§ Task statement: Every line of the material that follows must be printed again exactly.

[start of Provided data]

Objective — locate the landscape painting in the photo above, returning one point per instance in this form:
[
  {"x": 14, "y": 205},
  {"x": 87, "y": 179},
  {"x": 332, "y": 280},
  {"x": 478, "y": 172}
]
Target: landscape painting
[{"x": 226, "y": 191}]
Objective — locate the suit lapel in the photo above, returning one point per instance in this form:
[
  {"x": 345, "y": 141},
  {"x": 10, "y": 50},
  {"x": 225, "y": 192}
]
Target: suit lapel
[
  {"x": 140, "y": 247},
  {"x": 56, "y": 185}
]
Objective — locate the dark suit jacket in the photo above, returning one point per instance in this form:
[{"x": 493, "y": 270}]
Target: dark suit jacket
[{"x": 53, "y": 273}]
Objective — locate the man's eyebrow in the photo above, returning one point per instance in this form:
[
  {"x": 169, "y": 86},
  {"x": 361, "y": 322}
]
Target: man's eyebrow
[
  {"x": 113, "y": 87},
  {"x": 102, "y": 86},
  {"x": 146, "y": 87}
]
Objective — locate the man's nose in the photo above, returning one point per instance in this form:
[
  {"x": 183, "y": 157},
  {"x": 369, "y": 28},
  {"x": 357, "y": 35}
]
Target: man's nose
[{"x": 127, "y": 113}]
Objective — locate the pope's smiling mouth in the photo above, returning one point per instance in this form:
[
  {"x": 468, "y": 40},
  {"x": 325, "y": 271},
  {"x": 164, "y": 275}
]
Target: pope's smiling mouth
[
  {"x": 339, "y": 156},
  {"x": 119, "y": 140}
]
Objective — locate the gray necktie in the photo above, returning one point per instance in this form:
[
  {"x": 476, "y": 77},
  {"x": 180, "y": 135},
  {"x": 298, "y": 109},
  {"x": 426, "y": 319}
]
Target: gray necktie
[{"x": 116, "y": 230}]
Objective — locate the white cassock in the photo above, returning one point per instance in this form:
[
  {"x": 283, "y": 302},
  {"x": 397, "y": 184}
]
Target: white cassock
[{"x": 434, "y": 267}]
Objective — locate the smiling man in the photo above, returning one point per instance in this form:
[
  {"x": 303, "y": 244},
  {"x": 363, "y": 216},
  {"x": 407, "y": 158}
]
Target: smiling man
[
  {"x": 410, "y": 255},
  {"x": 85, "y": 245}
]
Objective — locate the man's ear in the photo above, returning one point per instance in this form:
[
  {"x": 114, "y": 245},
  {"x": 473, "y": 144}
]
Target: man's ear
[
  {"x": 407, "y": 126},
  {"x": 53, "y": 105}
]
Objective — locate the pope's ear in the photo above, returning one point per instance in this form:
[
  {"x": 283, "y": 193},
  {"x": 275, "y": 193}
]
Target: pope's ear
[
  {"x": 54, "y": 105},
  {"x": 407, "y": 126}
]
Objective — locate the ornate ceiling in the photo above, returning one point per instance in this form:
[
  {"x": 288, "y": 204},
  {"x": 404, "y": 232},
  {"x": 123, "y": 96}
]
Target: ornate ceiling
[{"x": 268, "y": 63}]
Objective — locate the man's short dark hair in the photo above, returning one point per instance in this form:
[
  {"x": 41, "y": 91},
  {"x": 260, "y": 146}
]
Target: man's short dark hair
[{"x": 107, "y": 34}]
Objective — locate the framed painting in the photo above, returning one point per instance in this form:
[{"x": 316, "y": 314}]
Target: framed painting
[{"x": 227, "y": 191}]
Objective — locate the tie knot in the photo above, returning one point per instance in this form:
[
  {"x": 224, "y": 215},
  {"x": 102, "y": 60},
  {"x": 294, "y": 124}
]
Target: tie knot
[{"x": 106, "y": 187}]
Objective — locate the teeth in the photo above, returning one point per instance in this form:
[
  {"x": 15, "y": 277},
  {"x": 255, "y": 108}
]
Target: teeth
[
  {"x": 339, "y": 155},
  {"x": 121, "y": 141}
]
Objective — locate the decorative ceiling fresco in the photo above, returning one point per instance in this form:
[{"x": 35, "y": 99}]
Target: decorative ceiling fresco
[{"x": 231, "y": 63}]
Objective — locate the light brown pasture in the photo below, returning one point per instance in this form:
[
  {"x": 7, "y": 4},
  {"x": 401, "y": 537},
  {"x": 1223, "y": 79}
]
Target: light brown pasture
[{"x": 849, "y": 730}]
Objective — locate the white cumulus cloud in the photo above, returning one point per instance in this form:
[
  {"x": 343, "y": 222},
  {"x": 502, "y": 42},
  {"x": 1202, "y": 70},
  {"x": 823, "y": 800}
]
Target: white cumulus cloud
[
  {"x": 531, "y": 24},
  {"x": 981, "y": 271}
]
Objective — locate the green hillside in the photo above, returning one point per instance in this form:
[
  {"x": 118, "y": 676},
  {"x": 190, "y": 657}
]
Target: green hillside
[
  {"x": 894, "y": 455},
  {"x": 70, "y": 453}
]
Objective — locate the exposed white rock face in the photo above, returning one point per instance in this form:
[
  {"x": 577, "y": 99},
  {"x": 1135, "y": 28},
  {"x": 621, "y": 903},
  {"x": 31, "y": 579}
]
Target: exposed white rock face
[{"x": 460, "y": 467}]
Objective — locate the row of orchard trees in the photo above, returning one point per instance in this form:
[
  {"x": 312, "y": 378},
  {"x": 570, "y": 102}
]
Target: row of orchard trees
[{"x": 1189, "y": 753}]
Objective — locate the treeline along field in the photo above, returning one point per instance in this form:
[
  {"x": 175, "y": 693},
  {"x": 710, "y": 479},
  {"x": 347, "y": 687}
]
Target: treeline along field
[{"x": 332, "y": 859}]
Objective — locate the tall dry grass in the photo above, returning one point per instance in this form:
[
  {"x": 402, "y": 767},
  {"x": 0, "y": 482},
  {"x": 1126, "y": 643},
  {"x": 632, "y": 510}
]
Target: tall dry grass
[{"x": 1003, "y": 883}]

[end of Provided data]

§ Response to the task:
Objective — locate the landscape painting in the photo above, returning one point per instance in this form:
[
  {"x": 14, "y": 205},
  {"x": 87, "y": 179},
  {"x": 332, "y": 280},
  {"x": 478, "y": 172}
]
Target: landscape painting
[{"x": 226, "y": 191}]
Objective — locate the suit lapel in the photo above, returning one point per instance in this form:
[
  {"x": 345, "y": 141},
  {"x": 10, "y": 50},
  {"x": 225, "y": 192}
]
Target: suit lapel
[
  {"x": 140, "y": 247},
  {"x": 56, "y": 185}
]
Objective — locate the dark suit jacket in the photo above, returning one point per instance in this form:
[{"x": 493, "y": 270}]
Target: dark suit jacket
[{"x": 53, "y": 273}]
Objective — locate the man's eyebrow in the photo above, returning one point per instance in this form:
[
  {"x": 169, "y": 86},
  {"x": 361, "y": 322}
]
Target: man's eyebrow
[
  {"x": 113, "y": 87},
  {"x": 102, "y": 86},
  {"x": 146, "y": 87}
]
Objective — locate the man's nose in the photo above, returning one point per instance in this form:
[
  {"x": 183, "y": 157},
  {"x": 369, "y": 28},
  {"x": 357, "y": 35}
]
Target: man's nose
[{"x": 127, "y": 113}]
Objective — locate the pope's smiling mouth in the photo above, returning one point per instance in this form:
[
  {"x": 468, "y": 40},
  {"x": 325, "y": 271},
  {"x": 164, "y": 275}
]
Target: pope's smiling mouth
[
  {"x": 339, "y": 156},
  {"x": 119, "y": 140}
]
Objective — locate the gray necktie in the photo above, returning one point per instance in this form:
[
  {"x": 476, "y": 77},
  {"x": 180, "y": 135},
  {"x": 298, "y": 109},
  {"x": 426, "y": 319}
]
Target: gray necktie
[{"x": 116, "y": 230}]
Objective — locate the white cassock in the photo above, returning one point per instance in this form:
[
  {"x": 283, "y": 302},
  {"x": 397, "y": 184}
]
Target: white cassock
[{"x": 434, "y": 267}]
Objective — locate the smiling man in the photo above, returning one point per instance in this form:
[
  {"x": 303, "y": 244},
  {"x": 363, "y": 216},
  {"x": 407, "y": 158}
]
Target: smiling man
[
  {"x": 410, "y": 255},
  {"x": 85, "y": 245}
]
Objective — locate the man's ear in the photo above, returning one point per instance in this form:
[
  {"x": 114, "y": 245},
  {"x": 473, "y": 144}
]
Target: man's ear
[
  {"x": 407, "y": 126},
  {"x": 53, "y": 105}
]
Objective — locate the pope's ear in the photo above, returning one point per instance in this form:
[
  {"x": 283, "y": 193},
  {"x": 275, "y": 193}
]
Target: pope's ear
[
  {"x": 54, "y": 105},
  {"x": 407, "y": 126}
]
Objective — locate the ornate ceiling in the photo above, returning one point per instance in this form:
[
  {"x": 288, "y": 204},
  {"x": 404, "y": 232},
  {"x": 123, "y": 96}
]
Target: ornate ceiling
[{"x": 268, "y": 63}]
Objective — locate the man's short dark hair in the photo above, returning one point per instance in this form:
[
  {"x": 41, "y": 91},
  {"x": 260, "y": 146}
]
Target: man's short dark hair
[{"x": 107, "y": 34}]
Objective — locate the framed painting in the photo above, returning one point per instance in this form:
[{"x": 316, "y": 314}]
Target: framed painting
[{"x": 227, "y": 191}]
Objective — locate the tie knot in the photo above, returning one point per instance in this form:
[
  {"x": 224, "y": 215},
  {"x": 102, "y": 60},
  {"x": 294, "y": 124}
]
Target: tie knot
[{"x": 106, "y": 187}]
Objective — locate the teeth in the photo above, returning one point per instance in this form:
[
  {"x": 15, "y": 277},
  {"x": 255, "y": 108}
]
Target: teeth
[
  {"x": 339, "y": 155},
  {"x": 121, "y": 141}
]
Objective — locate the decorative ceiling fresco in the photo above, returning one point per instance in this form:
[{"x": 35, "y": 99}]
Target: decorative ceiling fresco
[{"x": 231, "y": 63}]
Objective — locate the light brown pasture in the photo below, returning one point per instance in this form:
[
  {"x": 7, "y": 4},
  {"x": 401, "y": 537},
  {"x": 1223, "y": 79}
]
Target: light brown pasture
[{"x": 849, "y": 730}]
Objective — locate the white cumulus cloud in the photo above, returning one point per instance in this form:
[
  {"x": 343, "y": 222},
  {"x": 502, "y": 42},
  {"x": 1202, "y": 70},
  {"x": 823, "y": 800}
]
Target: white cumulus cloud
[
  {"x": 531, "y": 24},
  {"x": 981, "y": 271}
]
Objective — locate the green hillside in the photo above, returning one point per instance in this form:
[
  {"x": 118, "y": 676},
  {"x": 190, "y": 657}
]
Target: green hillside
[
  {"x": 894, "y": 455},
  {"x": 70, "y": 453}
]
Objective — locate the exposed white rock face in the photo above, returning one point per instance in this form:
[
  {"x": 577, "y": 99},
  {"x": 1135, "y": 28},
  {"x": 621, "y": 903},
  {"x": 31, "y": 579}
]
Target: exposed white rock face
[{"x": 460, "y": 467}]
Objective — locate the row of orchard trees in the photo above, returning one point per instance in this form:
[
  {"x": 312, "y": 378},
  {"x": 570, "y": 102}
]
Target: row of orchard trees
[{"x": 1189, "y": 753}]
Objective — locate the treeline along field in the photo above, returning one point per instance in this form:
[
  {"x": 175, "y": 693},
  {"x": 710, "y": 479},
  {"x": 347, "y": 687}
]
Target: treeline along field
[{"x": 332, "y": 859}]
Objective — locate the tall dry grass in the photo above, returning one point per instance in this form:
[
  {"x": 402, "y": 767},
  {"x": 0, "y": 482},
  {"x": 1126, "y": 643},
  {"x": 632, "y": 510}
]
Target: tall dry grass
[{"x": 1003, "y": 883}]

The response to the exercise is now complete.